Reproduce verbatim every line starting with the one that contains "Please segment every instance of the blue" and continuing through the last line of the items.

── SUPPLIED MATERIAL ──

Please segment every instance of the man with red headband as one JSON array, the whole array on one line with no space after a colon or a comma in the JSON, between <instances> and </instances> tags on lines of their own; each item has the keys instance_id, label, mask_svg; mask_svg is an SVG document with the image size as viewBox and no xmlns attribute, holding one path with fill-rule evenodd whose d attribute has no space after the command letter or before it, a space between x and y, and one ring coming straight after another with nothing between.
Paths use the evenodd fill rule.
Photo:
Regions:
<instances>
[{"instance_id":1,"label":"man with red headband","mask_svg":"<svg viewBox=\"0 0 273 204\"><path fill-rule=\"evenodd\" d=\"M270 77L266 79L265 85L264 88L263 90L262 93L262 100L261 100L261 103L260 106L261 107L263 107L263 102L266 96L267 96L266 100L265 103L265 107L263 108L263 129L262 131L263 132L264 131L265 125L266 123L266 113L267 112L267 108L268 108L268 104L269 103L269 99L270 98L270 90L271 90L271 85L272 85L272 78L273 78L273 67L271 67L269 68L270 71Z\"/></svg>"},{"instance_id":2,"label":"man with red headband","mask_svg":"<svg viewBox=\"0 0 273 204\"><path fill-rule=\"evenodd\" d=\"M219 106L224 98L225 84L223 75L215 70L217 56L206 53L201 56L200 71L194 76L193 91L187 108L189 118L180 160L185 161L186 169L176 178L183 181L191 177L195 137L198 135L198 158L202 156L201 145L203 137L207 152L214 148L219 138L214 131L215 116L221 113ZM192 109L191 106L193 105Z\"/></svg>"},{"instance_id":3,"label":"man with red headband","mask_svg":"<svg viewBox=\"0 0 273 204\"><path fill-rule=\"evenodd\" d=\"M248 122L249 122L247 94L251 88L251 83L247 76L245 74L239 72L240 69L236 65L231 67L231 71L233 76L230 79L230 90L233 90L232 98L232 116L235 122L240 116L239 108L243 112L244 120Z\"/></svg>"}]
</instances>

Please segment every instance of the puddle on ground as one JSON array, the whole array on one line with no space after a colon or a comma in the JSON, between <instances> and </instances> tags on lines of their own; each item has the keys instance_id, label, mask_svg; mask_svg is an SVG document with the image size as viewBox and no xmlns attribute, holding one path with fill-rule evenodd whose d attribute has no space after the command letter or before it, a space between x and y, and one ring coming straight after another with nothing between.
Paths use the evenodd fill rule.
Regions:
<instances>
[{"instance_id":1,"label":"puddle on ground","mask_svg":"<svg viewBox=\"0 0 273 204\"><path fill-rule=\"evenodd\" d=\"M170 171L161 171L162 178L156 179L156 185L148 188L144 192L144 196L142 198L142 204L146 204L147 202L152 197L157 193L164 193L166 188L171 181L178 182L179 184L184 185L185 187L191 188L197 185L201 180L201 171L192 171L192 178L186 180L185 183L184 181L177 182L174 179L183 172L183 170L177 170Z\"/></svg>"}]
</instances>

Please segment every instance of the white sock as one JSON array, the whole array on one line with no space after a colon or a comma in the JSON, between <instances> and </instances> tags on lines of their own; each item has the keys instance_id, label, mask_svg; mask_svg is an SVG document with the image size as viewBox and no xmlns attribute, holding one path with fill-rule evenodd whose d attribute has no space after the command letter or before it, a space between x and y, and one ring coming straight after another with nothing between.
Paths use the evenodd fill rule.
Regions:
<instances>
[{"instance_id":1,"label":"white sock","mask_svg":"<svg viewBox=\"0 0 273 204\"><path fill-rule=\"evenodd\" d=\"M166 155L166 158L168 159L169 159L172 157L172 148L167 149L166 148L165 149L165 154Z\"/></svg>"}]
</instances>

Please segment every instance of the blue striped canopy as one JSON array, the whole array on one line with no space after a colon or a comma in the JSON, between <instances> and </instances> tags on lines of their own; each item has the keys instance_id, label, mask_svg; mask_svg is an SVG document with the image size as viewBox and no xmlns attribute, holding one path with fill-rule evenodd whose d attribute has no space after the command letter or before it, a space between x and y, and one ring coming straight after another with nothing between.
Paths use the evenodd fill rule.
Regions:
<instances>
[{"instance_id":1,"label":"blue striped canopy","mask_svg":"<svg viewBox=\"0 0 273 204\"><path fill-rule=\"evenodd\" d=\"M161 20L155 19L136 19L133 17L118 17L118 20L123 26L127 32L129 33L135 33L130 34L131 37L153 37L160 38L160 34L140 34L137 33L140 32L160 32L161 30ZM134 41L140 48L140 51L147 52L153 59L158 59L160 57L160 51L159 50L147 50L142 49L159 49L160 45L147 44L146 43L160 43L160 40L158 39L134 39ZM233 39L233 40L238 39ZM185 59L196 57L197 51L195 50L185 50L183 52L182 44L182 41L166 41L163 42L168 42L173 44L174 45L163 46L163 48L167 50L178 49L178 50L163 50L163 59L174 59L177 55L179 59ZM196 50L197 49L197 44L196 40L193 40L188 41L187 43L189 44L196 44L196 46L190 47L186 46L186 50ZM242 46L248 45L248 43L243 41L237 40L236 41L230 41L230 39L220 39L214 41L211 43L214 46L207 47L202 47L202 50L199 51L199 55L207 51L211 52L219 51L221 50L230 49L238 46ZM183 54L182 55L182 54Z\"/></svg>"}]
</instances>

───

[SOLUTION TO THIS PROBLEM]
Please segment every instance of the blue striped canopy as one JSON array, the whole array on one line with no space after a colon or a comma in the JSON, between <instances> and </instances> tags on lines of their own; each item has the keys instance_id, label, mask_svg; mask_svg is an SVG document with the image size as viewBox and no xmlns attribute, holding one path with fill-rule evenodd whose d attribute has no space after the command letter or before it, a space between x and y, and one ring coming straight after another with nothing between.
Paths use the evenodd fill rule.
Regions:
<instances>
[{"instance_id":1,"label":"blue striped canopy","mask_svg":"<svg viewBox=\"0 0 273 204\"><path fill-rule=\"evenodd\" d=\"M161 20L155 19L136 19L133 17L118 17L118 20L123 26L127 32L129 33L135 33L130 34L131 37L153 37L160 38L160 34L140 34L137 33L140 32L160 32L161 30ZM134 41L140 48L140 51L147 52L153 59L158 59L160 57L160 51L159 50L147 50L142 49L159 49L160 45L147 44L146 43L160 43L160 40L158 39L134 39ZM233 39L233 40L238 39ZM185 59L196 57L197 51L195 50L185 50L183 52L182 44L182 41L166 41L163 42L168 42L173 44L174 45L163 46L163 48L167 50L178 49L178 50L163 50L163 59L174 59L177 55L179 59ZM196 50L197 49L197 44L196 40L193 40L188 41L187 43L189 44L196 44L196 46L190 47L186 46L186 50ZM242 46L248 45L248 43L243 41L237 40L236 41L230 41L230 39L220 39L214 41L211 43L214 46L207 47L202 47L202 50L199 51L199 55L207 51L211 52L219 51L221 50L230 49L238 46ZM183 54L182 55L182 54Z\"/></svg>"}]
</instances>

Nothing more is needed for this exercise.